| WHAT THE EXERCISE ASKS |
Print the data below exactly as it appears.

######

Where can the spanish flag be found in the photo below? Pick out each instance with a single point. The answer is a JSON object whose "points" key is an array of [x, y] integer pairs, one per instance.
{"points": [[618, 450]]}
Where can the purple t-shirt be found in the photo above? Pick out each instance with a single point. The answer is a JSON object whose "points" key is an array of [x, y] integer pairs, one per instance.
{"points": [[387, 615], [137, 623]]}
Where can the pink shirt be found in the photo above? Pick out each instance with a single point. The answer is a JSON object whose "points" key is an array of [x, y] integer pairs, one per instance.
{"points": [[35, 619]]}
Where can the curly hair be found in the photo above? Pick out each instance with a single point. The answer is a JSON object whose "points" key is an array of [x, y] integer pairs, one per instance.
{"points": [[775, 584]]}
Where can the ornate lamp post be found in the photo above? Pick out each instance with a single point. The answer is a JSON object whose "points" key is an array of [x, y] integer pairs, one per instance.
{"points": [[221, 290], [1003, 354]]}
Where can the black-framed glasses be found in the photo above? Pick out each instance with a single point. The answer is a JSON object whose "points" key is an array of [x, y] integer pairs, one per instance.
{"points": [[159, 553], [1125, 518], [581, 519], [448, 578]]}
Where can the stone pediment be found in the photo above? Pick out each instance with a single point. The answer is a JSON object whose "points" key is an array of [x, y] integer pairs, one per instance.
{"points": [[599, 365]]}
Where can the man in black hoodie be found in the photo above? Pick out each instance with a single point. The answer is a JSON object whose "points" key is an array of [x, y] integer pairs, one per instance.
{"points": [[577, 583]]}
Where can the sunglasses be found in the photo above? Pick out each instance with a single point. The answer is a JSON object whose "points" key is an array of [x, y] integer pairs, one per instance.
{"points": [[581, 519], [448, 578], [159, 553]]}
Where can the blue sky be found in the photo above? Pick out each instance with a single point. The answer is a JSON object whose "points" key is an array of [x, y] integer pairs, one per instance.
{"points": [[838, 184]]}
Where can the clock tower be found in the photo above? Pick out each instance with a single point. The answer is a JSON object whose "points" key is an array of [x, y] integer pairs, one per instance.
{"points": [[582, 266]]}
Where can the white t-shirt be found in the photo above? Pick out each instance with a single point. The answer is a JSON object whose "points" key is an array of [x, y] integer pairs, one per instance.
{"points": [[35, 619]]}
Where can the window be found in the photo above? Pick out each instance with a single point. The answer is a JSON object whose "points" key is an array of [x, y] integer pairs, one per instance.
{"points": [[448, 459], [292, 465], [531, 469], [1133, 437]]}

######

| ANSWER BOX |
Where can the spanish flag be found in the photo below? Pick out each instance with a single point. The answer is a JSON object whose "points" key is an array of [x, y] integer pairs, one per instance.
{"points": [[618, 450]]}
Where can the purple t-shirt be found in the photo above? Pick out each instance with a single point. The answer is a JSON object whose "points" key is an array of [x, y] integer pairs, one per instance.
{"points": [[387, 615], [137, 623]]}
Where can the pink shirt be found in the photo above? Pick out each instance with a single point. The answer is a JSON object whose "points" key is an array of [x, y] integer pairs, one per instance.
{"points": [[35, 619]]}
Where can the curly hair be found in the photo above? Pick out each instance with a single point. The answer is a JSON object whose "points" key is an array of [x, y] integer pairs, one per instance.
{"points": [[775, 584]]}
Where can the ornate lamp post be found in the photo above? Pick out each instance with a single point. The answer is a JSON object whose "points" key is an array of [x, y] integer pairs, one per instance.
{"points": [[221, 290], [1003, 354]]}
Where can the black-framed glasses be found in the photo above? Pick out each instance with a single point. The answer is a JSON object whose "points" key is an array of [x, y] integer pairs, one per instance.
{"points": [[159, 553], [1125, 518], [581, 519], [448, 578]]}
Where can the stone pediment be found in the photo above? Pick out each instance with a single point. The answer is a JSON object whose "points" key is an array of [x, y] integer pairs, one per instance.
{"points": [[599, 365]]}
Where can the man in black hoodie be found in the photo above? Pick out each instance with a single point. The answer is a JSON object whose "points" key is an array of [x, y] integer pairs, one per instance.
{"points": [[577, 583]]}
Where can the sunglasses be found in the photo above? Pick out each instance with a single point. The answer is a JSON object whose "points" key is an array of [x, y] integer pairs, one per instance.
{"points": [[581, 519], [448, 578], [159, 553]]}
Where can the blue sky be found in the photo above? Pick out each instance with a single point. The answer is a JSON object whose "points" key is an array of [x, y] integer pairs, one per instance.
{"points": [[838, 184]]}
Where can the clock tower be found in the photo above? Pick out each instance with a single point. The answer is a JSON object whose "points" key is an array of [x, y] integer pairs, one per instance.
{"points": [[582, 266]]}
Where can the white t-shirt be found in the photo above? Pick out each instance with a single point. The answer is a JSON object whose "points" key is an array of [x, y] integer pairs, one per instance.
{"points": [[35, 619]]}
Where can the window be found in the photo above? Pick out each instance with a single point. The answer is a JSON object whose "points" key is an array of [x, y] integer pairs, one per instance.
{"points": [[448, 459], [292, 465], [531, 469], [1133, 437]]}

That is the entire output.